start Text provided

ALEJANDRO GONZALEZ, RACIEL HERNANDEZ, CARLOS ORTEGA, GERARDO ROJAS, JOSE SANTANA, JOSE RANULFO URRUTIA, and WORLD TRADE CAPITAL MARKET S.C., Plaintiffs,
v.
AXESS TRADE CO., INC. and SABY ABUAF, Defendants. U.S. COMMODITY FUTURES TRADING COMMISSION, Plaintiff, v. AXESS TRADE CO., INC., Defendant.



The opinion of the court was delivered by: RICHARD CASEY, District Judge

MEMORANDUM & ORDER

These two related cases involve Defendant Axess Trade Co.'s uncontestedly fraudulent activities in foreign currency exchange futures ("Forex") contracts. A group of six individual investors ("Individual Investors") and a trading firm named World Trade Capital Market S.C. ("WTCM") (together, "Private Plaintiffs") sued Axess Trade and its principal Saby Abuaf ("Private Action"). Apparently learning of Axess Trade's activities through the Private Action, the United States Commodity Futures Trading Commission ("CFTC") brought its own action against Axess Trade pursuant to 7 U.S.C. § 13a-1 ("CFTC Action"), which was assigned to this Court as a related case. Axess Trade has approximately $69,000 in assets in the United States, which are frozen as the result of a preliminary injunction that this Court issued. The Private Plaintiffs and the CFTC are contesting to whom those limited assets should be distributed. As explained below, the Court holds that the Private Plaintiffs are entitled to a preference in the distribution of funds but not to all of the funds. The Court modifies the preliminary injunction accordingly.

I. BACKGROUND

  WTCM is incorporated under the laws of Mexico, and the Individual Investors are Mexican citizens. WTCM learned of Axess Trade, a Panamanian corporation, during its search for a new clearing firm to handle its customers' foreign-currency trades. The Private Plaintiffs allege that Axess Trade, through Abuaf, fraudulently induced the Individual Investors to open Internet Forex trading accounts with Axess Trade and induced WTCM to act as an introducing broker for Axess Trade. When representatives of WTCM met with Abuaf in Manhattan and Mexico City to discuss Axess Trade's services, Abuaf claimed that Axess Trade was registered with the U.S. Commodity Futures Trading Commission ("CFTC") as a futures commission merchant and that Axess Trade had offices New York City. WTCM referred the Individual Investors to Axess Trade in exchange for commissions on the Individual Investors' trades. The Individual Investors set up Internet accounts and deposited funds in those accounts by wiring money to Axess Trade's bank account at JPMorgan Bank in New York City.

end Text provided

Required tasks ->
1 > Answer these from the court opinion:
(a) About how much in assets does Axess Trade hold in the United States?
(b) Under the laws of which country is WTCM incorporated?
(c) At which bank, and in which city, was the Axess Trade account that the Individual Investors wired money to?
2 > According to the court opinion, why did WTCM refer the Individual Investors to Axess Trade?
3 > Write the next part of the court opinion, picking up after its last sentence.

start Provided material

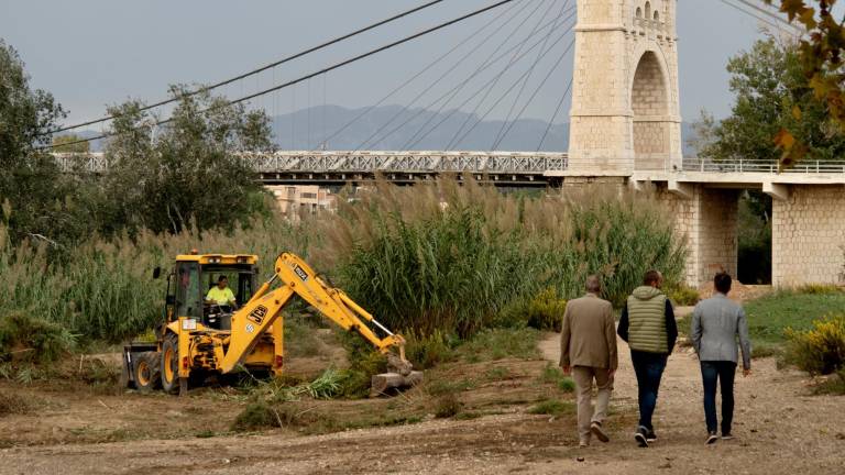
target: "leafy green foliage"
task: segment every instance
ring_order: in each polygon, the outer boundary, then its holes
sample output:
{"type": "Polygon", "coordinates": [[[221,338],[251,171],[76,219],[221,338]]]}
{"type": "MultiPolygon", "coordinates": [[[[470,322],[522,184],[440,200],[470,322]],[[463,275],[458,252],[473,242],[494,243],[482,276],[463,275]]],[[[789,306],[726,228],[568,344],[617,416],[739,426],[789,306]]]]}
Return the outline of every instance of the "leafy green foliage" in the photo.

end Provided material
start Provided material

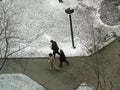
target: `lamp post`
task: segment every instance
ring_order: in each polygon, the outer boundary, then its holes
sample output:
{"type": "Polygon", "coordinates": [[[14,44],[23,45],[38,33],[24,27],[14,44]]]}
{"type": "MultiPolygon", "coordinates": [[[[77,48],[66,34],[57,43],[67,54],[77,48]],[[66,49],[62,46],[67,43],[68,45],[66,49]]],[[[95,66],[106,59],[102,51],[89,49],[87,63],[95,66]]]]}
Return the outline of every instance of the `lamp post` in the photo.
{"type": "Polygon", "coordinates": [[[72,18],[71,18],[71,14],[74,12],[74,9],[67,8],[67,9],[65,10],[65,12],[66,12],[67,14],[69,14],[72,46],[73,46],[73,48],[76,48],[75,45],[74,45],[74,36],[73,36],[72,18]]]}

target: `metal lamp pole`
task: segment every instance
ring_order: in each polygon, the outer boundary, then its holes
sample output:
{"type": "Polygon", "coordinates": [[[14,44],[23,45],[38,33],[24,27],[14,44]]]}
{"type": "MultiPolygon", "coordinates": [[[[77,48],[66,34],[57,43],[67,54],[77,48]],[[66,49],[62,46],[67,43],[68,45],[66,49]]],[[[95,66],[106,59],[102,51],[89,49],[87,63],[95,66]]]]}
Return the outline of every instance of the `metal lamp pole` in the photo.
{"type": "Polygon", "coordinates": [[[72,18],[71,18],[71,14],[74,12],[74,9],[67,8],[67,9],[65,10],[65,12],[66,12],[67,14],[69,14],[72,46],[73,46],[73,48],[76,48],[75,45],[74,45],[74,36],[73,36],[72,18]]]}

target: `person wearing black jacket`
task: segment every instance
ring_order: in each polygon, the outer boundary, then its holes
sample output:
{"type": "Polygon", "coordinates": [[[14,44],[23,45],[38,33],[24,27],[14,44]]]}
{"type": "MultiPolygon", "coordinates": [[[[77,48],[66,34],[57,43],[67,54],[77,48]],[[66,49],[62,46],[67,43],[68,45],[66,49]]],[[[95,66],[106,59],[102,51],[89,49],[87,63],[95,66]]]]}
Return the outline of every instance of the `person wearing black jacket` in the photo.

end Provided material

Answers to the exercise ->
1 >
(a) Approximately $69,000.
(b) Mexico.
(c) JPMorgan Bank in New York City.

2 > WTCM referred the Individual Investors to Axess Trade in exchange for commissions on the Individual Investors' trades.

3 >
  The Private Plaintiffs allege that hundreds of profitable trades of U.S. dollars against Mexican pesos that the Individual Investors made in their accounts were retroactively "canceled" by Axess Trade, depriving them of the profits from those trades. Axess Trade also allegedly misappropriated $20,000 from the accounts of WTCM's clients.*fn1 And Axess Trade's New York offices turned out to be bogus. One address that was provided is, according to the Private Plaintiffs' counsel, a Mail Boxes Etc. store. The other office in the Empire State Building actually belongs to Capital Management Services LLC, the services of which Axess Trade allegedly used to clear the Individual Investors' trades and with which Axess Trade maintained its own account.

  The Private Plaintiffs brought suit under the Racketeer Influenced and Corrupt Organizations Act ("RICO"), 18 U.S.C. § 1961 et sq., and New York State law. The Individual Investors claim compensatory damages of $223,610.37 for lost profits plus an unspecified sum of misappropriated funds. WTCM claims to have lost $122,844.52 in commissions when Axess Trade retroactively canceled the Individual Investors' trades. The Private Plaintiffs also seek treble damages under RICO.

  On May 19, 2004, the Court issued an order of attachment on the motion of the Private Plaintiffs, resulting in the attachment of $69,022.27 held in two accounts by Axess Trade in New York. The Court confirmed that order of attachment, as is required under New York law, N.Y.C.P.L.R. 6211(b), on June 15, 2004. The Private Plaintiffs posted an undertaking of $10,000 to obtain the order of attachment.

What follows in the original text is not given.